◆ Required work
Of the entries below, return exactly those lines that fall between the one containing "Target: metal arch" and the one containing "The component shall identify every instance of the white cloud", the two end lines included.

☆ ☆ ☆ ☆

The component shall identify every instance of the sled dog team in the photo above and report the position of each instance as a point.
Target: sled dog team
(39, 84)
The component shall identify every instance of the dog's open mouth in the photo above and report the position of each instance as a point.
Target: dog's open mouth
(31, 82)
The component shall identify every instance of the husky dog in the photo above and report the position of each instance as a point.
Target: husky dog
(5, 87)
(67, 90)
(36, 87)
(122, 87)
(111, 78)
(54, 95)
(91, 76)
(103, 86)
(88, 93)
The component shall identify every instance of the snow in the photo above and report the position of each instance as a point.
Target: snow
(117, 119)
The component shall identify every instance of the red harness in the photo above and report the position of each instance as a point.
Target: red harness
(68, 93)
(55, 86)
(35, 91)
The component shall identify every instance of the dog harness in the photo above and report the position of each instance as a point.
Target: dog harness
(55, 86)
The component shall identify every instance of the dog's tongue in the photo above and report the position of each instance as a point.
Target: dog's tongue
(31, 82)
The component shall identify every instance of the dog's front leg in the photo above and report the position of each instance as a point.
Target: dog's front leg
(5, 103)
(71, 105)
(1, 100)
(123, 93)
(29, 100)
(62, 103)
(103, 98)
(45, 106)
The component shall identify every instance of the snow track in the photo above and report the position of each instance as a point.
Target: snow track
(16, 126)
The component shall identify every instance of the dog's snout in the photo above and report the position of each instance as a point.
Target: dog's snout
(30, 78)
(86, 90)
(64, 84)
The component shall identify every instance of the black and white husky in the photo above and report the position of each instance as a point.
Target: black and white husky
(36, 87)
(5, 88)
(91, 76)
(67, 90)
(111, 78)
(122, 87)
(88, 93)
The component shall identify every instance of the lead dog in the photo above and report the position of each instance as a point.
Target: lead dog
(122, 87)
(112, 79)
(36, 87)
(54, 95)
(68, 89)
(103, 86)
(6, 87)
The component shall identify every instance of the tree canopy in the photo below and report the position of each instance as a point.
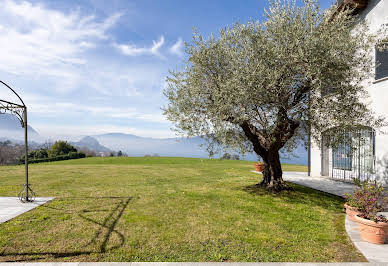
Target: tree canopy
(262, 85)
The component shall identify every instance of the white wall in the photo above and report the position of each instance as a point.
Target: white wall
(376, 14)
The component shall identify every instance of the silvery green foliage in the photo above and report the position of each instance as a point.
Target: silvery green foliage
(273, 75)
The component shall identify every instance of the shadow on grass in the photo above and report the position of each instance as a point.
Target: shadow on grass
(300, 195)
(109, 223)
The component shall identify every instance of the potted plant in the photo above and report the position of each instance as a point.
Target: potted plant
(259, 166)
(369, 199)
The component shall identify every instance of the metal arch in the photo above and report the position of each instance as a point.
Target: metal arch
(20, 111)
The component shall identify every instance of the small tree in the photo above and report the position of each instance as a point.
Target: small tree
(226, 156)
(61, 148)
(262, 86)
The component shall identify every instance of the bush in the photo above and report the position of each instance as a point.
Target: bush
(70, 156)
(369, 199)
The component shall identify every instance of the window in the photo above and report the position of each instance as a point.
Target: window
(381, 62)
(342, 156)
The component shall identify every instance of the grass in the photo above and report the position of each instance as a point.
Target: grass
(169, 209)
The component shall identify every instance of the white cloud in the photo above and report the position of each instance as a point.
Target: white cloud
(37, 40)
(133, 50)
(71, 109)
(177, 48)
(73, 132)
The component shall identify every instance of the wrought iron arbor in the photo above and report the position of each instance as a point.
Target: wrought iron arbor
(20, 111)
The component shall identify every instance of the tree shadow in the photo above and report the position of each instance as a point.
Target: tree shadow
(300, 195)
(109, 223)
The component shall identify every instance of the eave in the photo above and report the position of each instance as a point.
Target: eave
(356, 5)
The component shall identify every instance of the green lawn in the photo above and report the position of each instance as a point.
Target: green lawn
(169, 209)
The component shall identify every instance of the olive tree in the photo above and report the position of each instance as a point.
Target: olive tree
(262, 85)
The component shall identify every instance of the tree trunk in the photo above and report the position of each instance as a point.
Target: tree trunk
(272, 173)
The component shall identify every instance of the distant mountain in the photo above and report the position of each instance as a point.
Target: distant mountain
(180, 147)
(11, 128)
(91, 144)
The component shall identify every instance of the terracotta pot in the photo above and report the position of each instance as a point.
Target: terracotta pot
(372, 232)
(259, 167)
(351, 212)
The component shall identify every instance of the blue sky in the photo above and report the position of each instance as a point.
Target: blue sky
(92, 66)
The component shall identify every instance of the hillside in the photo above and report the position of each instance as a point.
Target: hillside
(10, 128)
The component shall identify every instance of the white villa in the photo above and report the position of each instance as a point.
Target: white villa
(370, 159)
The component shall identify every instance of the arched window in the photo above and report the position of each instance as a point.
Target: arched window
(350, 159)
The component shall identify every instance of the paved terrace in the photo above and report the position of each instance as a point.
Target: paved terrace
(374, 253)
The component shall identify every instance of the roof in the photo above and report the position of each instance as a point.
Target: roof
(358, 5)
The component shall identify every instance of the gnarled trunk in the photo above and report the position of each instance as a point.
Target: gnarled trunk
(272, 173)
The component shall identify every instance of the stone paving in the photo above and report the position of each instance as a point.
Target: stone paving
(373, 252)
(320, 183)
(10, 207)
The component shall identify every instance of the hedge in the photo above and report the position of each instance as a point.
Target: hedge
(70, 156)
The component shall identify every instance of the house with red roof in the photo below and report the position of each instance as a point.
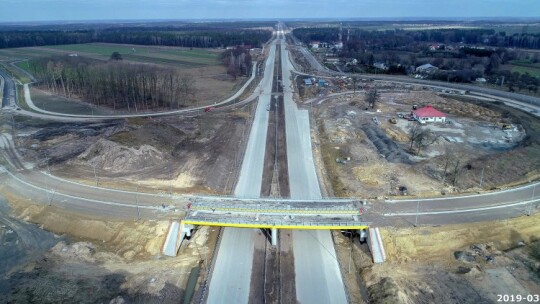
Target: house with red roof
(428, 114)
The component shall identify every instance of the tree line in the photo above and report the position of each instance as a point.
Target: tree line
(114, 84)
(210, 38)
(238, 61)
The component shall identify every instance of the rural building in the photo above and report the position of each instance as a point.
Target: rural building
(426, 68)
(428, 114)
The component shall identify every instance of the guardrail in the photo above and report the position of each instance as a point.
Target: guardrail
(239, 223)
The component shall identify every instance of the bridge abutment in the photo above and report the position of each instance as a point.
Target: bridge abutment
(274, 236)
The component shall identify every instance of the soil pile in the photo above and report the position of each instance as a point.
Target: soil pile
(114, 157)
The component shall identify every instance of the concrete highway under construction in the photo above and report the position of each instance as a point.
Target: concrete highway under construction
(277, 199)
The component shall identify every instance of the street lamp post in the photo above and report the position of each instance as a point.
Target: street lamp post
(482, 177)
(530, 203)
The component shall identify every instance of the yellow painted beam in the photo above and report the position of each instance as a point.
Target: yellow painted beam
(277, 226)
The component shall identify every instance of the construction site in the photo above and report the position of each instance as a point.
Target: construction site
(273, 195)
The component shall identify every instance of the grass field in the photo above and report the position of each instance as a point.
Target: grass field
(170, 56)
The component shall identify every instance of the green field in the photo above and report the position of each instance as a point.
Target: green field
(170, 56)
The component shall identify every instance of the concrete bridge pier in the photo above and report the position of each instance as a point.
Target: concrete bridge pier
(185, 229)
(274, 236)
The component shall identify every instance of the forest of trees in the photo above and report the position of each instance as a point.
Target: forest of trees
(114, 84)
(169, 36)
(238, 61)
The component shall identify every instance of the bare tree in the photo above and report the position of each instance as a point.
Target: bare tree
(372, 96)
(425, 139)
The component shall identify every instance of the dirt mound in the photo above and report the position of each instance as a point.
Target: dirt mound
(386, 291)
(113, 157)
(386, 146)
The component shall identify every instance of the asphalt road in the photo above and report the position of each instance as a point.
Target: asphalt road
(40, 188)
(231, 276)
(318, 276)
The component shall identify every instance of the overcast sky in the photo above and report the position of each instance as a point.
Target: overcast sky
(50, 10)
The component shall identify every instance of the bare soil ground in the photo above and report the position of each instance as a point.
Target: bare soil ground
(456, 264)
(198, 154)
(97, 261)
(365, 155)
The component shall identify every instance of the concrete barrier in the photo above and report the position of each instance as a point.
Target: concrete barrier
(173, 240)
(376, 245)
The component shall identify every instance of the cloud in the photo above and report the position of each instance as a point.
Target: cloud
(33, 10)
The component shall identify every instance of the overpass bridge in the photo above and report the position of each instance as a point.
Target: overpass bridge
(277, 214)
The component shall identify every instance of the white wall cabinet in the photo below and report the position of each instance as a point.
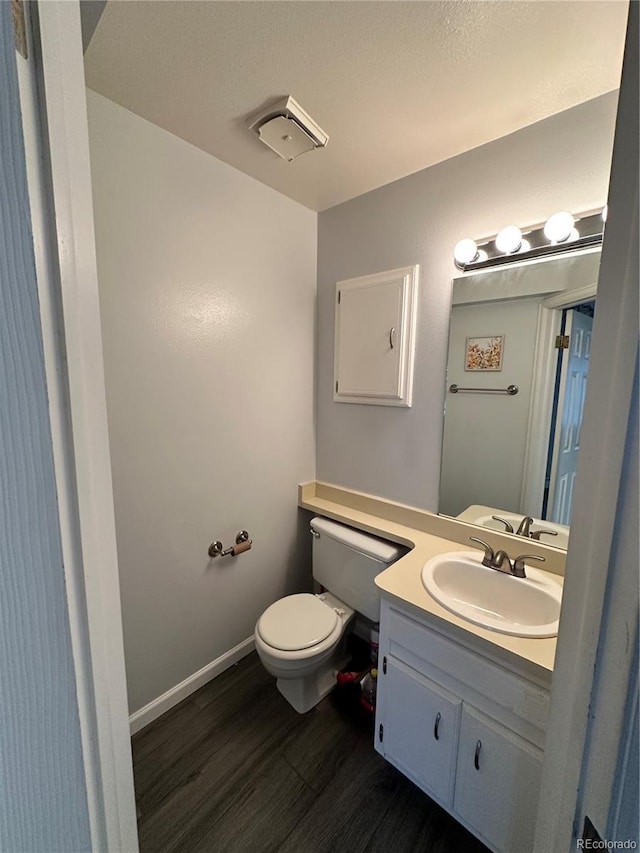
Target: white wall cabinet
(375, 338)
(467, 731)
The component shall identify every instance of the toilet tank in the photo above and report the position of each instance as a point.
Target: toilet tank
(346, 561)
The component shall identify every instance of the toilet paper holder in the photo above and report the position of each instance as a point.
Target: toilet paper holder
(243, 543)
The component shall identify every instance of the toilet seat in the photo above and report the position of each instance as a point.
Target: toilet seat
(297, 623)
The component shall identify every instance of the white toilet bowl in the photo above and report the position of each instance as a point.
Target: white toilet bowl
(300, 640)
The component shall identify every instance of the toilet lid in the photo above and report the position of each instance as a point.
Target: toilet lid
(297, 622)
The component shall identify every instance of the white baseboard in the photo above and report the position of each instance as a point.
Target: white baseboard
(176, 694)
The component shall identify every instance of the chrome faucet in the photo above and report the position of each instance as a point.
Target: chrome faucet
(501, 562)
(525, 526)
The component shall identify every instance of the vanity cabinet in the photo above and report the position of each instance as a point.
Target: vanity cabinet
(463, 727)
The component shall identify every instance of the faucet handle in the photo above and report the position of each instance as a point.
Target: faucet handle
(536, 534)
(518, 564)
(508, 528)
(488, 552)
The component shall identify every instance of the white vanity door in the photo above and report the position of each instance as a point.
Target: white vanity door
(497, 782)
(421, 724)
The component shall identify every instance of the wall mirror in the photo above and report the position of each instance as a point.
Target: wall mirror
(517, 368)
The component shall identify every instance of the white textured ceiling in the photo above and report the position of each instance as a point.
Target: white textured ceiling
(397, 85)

☆ ☆ ☆ ☆

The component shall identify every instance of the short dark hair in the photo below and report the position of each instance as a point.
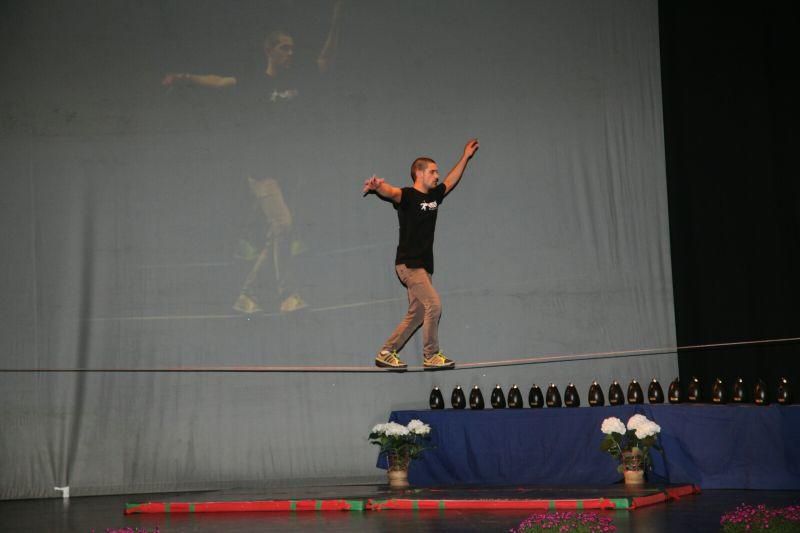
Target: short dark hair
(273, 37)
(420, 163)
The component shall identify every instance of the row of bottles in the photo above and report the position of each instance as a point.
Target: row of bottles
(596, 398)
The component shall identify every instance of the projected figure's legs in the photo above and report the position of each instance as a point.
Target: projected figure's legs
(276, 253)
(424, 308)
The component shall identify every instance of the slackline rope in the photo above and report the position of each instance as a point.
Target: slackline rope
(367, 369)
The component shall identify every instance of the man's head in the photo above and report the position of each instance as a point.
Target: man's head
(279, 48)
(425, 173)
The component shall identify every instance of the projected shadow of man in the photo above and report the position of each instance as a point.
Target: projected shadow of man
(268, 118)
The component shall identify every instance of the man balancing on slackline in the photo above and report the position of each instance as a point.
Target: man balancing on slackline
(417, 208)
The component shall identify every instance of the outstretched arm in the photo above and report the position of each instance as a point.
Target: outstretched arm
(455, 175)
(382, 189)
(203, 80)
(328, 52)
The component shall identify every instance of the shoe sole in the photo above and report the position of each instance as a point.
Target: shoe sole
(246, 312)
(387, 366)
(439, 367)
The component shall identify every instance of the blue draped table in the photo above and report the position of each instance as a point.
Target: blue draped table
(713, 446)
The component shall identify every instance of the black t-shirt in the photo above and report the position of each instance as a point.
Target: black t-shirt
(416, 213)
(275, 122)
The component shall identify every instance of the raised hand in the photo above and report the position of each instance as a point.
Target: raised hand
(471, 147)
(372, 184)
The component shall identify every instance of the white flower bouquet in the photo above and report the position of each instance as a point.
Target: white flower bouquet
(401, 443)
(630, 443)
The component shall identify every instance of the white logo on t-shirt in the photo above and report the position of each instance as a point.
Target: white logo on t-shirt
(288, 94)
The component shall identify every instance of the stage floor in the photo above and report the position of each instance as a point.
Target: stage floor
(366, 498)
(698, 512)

☆ ☆ ☆ ☆

◆ Exercise response
Target: metal arch
(20, 111)
The component shall identify every instance of the small tree in the photo above and report the position of each instance as a point.
Target: small tree
(226, 156)
(61, 148)
(262, 86)
The component shall identify every instance of the bush in the photo above and report the position of each instance as a point.
Target: bush
(70, 156)
(369, 199)
The component shall identify every instance of the window in the photo above and report the position of each instance as a point.
Target: window
(381, 62)
(342, 156)
The component shall identify every instance of the grass in the photo above and report the position of each instance as a point.
Target: grass
(169, 209)
The component shall identify every instance of the white cloud in the photo above and report the position of each instance as a point.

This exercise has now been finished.